Natural language region descriptions
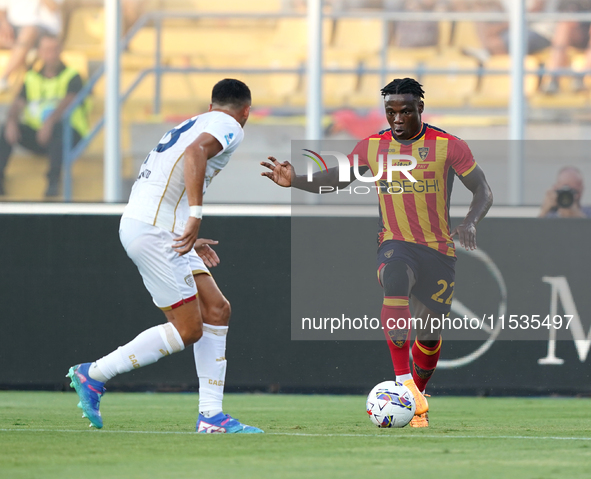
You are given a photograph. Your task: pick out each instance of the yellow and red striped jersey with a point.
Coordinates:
(416, 212)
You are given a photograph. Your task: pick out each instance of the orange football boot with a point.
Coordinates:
(420, 421)
(422, 406)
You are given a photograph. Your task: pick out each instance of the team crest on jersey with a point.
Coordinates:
(423, 152)
(398, 336)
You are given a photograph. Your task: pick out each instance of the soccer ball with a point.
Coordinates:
(390, 404)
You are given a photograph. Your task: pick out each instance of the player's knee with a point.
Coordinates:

WHAT YOU HAVE TO DO - Track down every line in the entries that includes the string "task", and copy it.

YOUR RESPONSE -
You are given a photograph. Your task: pick out each instance of the yellow and red striped jersey with a point.
You are given a photograph. Your task: pick out each instance of the orange football boot with a point.
You are given a photograph. Your task: pick out each instance of the team crest on jersey with a point.
You are given a photograph. Your task: pick out each instance of the soccer ball with a point.
You are given a photograph. Your task: pick out each instance of the player's knee with a point.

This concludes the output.